Einträge zum Beschriften mit Begrenzungsrahmen

+--

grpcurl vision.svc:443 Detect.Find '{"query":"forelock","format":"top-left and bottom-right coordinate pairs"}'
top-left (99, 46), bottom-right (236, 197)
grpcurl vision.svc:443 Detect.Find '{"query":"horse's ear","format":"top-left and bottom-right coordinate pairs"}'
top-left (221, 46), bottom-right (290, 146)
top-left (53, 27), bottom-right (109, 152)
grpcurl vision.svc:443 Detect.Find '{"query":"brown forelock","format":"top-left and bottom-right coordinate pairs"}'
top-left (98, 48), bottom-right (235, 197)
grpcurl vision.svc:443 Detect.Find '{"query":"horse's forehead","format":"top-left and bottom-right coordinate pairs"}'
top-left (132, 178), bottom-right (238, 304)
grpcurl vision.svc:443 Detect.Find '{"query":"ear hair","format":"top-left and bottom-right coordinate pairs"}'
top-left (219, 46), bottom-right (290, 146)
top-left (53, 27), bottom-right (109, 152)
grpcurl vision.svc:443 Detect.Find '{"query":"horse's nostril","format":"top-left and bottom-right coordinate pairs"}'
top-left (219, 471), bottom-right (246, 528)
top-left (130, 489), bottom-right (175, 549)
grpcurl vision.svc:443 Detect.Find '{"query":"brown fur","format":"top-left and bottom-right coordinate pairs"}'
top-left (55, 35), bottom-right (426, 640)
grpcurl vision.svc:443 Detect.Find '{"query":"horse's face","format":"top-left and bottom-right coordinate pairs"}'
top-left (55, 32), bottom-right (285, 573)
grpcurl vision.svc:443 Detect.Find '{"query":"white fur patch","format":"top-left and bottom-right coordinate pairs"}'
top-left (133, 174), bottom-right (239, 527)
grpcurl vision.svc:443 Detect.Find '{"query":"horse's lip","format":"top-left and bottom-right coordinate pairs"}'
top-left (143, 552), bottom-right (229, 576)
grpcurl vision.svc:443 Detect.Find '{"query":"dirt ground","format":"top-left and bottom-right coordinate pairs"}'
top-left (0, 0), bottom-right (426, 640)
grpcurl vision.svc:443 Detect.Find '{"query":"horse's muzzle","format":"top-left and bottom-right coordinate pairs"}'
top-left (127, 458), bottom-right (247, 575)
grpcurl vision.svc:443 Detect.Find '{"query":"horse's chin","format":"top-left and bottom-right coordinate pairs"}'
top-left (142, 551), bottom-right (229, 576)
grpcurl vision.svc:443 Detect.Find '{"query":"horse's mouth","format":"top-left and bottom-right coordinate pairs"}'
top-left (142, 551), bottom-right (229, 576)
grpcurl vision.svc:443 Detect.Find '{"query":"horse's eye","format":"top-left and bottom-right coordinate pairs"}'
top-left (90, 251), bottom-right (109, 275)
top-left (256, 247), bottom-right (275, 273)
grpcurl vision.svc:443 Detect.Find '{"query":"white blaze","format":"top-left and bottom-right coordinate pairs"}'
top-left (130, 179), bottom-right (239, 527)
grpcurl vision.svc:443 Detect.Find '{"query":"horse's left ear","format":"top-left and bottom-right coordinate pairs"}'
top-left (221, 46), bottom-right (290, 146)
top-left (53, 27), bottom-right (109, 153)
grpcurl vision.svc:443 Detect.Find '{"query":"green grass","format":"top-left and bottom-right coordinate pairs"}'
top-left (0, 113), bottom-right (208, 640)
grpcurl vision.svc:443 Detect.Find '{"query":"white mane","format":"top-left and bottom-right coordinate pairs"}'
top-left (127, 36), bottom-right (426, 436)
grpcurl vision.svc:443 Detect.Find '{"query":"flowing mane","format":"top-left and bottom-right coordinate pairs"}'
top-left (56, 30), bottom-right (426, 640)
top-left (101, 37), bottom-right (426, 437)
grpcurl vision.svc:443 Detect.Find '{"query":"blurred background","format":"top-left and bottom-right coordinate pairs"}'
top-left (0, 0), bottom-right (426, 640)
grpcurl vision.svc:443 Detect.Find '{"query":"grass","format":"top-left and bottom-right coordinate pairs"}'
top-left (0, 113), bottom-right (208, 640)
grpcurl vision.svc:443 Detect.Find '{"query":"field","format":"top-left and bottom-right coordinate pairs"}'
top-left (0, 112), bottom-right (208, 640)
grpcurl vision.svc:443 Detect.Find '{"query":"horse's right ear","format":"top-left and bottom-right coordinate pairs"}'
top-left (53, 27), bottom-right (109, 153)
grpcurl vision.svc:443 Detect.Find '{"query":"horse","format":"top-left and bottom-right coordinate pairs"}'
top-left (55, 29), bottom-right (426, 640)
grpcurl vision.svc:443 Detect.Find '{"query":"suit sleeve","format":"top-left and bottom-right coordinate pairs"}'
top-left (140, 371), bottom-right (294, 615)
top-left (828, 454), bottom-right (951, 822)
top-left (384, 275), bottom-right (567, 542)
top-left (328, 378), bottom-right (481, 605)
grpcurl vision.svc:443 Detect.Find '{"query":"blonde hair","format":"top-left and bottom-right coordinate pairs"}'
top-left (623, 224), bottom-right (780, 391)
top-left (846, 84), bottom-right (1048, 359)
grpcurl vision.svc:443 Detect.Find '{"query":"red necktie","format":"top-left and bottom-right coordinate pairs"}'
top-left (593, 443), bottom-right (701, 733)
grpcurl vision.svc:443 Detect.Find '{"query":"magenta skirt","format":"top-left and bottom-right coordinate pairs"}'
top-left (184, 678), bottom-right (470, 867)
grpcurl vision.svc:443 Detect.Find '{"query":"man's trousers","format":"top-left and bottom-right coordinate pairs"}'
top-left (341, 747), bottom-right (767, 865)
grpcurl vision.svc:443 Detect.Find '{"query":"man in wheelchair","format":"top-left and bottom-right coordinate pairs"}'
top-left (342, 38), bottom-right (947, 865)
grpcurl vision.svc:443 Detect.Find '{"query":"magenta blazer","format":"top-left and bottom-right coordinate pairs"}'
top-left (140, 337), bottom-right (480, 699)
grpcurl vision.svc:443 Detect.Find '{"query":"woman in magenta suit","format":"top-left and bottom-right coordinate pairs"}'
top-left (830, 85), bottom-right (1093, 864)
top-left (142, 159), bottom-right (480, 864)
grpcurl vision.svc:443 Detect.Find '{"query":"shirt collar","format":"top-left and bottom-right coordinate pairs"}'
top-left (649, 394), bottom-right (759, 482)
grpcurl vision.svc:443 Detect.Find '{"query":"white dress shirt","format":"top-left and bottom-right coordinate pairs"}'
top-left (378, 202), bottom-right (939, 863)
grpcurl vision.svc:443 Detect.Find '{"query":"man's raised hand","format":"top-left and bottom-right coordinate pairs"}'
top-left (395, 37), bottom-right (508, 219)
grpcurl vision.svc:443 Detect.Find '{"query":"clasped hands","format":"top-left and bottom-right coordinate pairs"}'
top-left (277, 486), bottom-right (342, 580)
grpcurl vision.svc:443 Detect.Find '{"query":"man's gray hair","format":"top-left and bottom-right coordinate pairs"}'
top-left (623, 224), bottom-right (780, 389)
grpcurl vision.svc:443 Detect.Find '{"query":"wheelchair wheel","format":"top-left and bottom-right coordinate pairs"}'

+--

Aufgabenstellung ▸ Liste jede Zeile der Daten oben auf, in der das Wort "mane" vorkommt. Achte dabei auf Groß- und Kleinschreibung.

Lösung ▸
grpcurl vision.svc:443 Detect.Find '{"query":"white mane","format":"top-left and bottom-right coordinate pairs"}'
grpcurl vision.svc:443 Detect.Find '{"query":"flowing mane","format":"top-left and bottom-right coordinate pairs"}'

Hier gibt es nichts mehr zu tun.